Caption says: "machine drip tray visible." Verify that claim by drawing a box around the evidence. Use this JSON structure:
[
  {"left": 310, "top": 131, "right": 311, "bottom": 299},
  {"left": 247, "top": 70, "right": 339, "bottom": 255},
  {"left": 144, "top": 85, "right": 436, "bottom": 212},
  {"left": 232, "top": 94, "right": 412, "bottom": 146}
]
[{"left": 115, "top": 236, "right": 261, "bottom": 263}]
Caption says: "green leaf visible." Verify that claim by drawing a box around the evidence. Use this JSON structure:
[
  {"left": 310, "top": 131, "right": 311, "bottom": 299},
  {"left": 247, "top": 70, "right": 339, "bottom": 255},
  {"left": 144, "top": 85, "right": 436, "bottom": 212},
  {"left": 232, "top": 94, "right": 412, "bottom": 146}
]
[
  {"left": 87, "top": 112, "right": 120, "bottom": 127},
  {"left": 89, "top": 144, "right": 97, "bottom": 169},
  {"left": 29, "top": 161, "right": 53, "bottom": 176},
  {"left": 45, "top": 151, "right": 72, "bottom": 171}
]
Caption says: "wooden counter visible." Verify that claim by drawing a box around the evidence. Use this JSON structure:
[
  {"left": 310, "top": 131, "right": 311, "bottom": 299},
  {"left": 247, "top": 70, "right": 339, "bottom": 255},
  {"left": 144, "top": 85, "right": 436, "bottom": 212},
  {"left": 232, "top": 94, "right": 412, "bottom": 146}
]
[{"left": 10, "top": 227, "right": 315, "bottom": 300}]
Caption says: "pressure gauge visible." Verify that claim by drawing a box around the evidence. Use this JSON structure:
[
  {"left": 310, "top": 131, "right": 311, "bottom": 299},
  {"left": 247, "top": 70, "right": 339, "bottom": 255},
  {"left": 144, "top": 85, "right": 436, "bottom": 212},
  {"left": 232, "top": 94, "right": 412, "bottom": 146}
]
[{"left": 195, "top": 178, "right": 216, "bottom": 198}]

> _Exercise details_
How many lines in the items above contain the word "that"? Reply with the number alone.

> _Solution to the problem_
4